==== TASK MATERIAL ====
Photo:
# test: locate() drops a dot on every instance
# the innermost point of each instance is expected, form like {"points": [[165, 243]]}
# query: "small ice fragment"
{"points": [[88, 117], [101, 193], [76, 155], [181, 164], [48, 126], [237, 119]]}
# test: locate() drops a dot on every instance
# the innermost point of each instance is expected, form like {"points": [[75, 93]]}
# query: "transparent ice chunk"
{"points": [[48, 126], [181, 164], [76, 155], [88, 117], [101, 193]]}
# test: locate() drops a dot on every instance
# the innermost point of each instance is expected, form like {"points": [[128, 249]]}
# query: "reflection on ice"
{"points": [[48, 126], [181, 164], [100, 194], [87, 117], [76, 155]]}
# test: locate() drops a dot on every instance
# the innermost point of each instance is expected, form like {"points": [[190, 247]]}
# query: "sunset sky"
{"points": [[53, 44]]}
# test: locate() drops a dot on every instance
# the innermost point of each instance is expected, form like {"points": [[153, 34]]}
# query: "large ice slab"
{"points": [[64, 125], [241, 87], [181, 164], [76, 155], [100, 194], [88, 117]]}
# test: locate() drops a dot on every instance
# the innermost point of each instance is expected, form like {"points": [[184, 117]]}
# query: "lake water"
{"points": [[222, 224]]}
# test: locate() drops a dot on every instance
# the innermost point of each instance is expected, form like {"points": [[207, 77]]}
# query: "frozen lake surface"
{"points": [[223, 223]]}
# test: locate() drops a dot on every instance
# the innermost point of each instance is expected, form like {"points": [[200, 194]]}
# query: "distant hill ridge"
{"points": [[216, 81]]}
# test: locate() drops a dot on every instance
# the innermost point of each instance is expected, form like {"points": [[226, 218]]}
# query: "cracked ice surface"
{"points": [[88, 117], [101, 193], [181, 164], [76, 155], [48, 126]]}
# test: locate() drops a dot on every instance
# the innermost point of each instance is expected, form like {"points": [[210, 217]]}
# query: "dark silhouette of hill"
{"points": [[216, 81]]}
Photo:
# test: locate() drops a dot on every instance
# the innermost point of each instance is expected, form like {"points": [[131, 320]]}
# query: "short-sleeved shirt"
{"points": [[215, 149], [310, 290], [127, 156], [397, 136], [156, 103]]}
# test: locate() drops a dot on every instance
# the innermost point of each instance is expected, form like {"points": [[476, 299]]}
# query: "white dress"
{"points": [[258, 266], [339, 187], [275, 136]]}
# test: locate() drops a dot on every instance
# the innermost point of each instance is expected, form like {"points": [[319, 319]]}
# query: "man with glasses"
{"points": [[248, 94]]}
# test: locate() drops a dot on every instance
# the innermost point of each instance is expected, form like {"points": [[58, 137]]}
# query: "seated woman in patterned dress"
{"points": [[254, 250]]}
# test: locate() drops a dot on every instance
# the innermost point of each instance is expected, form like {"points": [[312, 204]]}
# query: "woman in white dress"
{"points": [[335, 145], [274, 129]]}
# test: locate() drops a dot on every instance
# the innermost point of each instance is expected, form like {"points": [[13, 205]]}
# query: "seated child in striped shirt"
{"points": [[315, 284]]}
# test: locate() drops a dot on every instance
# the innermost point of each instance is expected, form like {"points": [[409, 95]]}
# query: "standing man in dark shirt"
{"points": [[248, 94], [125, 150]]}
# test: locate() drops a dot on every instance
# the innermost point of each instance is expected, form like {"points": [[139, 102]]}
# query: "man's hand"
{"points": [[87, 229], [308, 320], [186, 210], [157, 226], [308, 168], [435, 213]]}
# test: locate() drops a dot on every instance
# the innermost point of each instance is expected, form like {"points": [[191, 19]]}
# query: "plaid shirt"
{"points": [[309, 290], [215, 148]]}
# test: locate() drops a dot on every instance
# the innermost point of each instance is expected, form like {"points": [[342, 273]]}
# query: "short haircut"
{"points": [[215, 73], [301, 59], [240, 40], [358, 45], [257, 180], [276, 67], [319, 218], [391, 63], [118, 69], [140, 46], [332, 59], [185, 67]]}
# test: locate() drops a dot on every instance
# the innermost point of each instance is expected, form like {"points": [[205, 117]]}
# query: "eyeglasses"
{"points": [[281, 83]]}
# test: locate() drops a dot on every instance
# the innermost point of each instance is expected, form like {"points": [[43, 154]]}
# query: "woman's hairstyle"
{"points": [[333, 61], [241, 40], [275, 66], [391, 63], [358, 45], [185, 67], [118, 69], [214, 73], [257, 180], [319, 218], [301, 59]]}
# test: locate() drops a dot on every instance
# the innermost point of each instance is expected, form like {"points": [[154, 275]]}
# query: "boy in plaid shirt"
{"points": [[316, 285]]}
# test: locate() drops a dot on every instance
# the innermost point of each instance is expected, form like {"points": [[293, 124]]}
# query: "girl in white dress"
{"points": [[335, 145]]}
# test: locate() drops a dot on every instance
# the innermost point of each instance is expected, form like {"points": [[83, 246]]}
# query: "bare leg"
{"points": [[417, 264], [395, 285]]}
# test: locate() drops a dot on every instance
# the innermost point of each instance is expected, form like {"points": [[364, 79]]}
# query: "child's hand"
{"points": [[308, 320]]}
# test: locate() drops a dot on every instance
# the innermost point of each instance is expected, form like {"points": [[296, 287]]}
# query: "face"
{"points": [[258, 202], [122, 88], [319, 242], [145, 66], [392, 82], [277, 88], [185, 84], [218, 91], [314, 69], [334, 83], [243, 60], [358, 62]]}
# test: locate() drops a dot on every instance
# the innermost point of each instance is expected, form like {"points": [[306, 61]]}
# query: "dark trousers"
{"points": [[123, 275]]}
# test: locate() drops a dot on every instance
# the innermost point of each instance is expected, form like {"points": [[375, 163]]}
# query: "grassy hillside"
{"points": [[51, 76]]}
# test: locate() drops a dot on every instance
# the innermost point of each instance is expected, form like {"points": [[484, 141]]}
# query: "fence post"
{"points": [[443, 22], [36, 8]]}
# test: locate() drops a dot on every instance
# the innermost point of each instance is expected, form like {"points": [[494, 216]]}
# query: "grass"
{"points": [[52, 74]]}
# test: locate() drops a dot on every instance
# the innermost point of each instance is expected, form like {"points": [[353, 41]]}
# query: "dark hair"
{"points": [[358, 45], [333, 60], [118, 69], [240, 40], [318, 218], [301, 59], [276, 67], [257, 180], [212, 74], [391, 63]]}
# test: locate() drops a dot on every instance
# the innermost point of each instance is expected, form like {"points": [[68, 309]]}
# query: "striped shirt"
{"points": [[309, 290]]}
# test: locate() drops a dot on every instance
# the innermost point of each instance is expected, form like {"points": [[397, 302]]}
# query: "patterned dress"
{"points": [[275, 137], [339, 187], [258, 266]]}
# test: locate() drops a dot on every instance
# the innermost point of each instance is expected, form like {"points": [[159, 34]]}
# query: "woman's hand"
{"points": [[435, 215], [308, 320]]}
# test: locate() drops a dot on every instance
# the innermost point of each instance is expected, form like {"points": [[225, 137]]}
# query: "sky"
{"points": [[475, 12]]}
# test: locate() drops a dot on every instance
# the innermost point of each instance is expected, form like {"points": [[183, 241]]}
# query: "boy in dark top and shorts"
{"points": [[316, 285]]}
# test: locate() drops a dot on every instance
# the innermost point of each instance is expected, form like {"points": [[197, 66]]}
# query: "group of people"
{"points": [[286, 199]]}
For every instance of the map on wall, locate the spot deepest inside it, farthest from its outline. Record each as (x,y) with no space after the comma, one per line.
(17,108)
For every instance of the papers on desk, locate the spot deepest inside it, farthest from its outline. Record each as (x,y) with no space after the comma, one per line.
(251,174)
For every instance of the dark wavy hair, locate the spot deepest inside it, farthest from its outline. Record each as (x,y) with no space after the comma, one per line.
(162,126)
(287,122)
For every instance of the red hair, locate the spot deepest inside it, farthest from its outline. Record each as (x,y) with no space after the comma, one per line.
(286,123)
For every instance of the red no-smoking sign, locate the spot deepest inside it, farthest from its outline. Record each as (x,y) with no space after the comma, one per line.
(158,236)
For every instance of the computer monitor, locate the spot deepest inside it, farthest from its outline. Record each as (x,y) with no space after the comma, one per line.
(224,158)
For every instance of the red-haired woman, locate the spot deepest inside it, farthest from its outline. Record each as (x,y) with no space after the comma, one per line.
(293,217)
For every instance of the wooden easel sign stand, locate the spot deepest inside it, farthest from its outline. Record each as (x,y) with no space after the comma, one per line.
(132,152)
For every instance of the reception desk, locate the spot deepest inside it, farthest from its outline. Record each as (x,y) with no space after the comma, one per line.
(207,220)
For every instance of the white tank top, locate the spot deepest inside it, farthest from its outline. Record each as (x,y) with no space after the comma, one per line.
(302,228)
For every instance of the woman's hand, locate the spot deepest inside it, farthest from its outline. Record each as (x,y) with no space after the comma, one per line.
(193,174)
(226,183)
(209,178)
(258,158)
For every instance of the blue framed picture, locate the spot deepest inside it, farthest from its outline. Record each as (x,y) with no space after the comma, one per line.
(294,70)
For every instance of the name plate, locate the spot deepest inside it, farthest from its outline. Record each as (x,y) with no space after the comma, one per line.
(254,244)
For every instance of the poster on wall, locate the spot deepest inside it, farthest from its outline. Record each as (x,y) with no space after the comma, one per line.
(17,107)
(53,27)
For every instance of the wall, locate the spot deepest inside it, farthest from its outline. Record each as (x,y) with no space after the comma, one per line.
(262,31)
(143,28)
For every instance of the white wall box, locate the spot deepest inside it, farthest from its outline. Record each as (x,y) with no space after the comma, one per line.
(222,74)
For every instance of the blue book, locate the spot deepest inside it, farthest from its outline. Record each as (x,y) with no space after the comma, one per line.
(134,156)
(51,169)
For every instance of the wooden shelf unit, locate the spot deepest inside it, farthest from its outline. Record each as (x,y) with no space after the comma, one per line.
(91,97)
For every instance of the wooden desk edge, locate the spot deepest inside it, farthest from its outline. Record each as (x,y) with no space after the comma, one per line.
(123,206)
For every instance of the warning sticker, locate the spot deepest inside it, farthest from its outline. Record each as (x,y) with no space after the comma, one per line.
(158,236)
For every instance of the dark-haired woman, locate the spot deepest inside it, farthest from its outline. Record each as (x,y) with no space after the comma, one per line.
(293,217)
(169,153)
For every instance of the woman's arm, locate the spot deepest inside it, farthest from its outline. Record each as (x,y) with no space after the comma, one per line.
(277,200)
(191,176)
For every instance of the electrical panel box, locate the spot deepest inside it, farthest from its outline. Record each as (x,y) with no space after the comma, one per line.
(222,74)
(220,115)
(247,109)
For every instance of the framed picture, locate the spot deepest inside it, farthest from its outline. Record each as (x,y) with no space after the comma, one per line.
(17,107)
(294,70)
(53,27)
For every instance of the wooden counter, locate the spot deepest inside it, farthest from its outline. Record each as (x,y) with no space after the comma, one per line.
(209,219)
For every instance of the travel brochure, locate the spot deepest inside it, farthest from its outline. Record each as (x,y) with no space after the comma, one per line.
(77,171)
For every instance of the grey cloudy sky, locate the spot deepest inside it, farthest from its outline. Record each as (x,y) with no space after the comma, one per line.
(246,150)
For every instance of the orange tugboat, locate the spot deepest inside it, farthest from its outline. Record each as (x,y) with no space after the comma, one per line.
====
Copy the part that opens with the line containing "For every instance of the grey" and closes at the end of the records, swapping "tugboat" for "ferry" and keeping everything else the same.

For every instance of the grey cloudy sky, locate the spot deepest inside it, farthest from its outline. Record each as (x,y) with no space after the comma, one per line.
(246,150)
For every instance of the orange ferry, locate the spot deepest inside it, farthest from its outline. Record each as (x,y) with no space after the comma, one per line.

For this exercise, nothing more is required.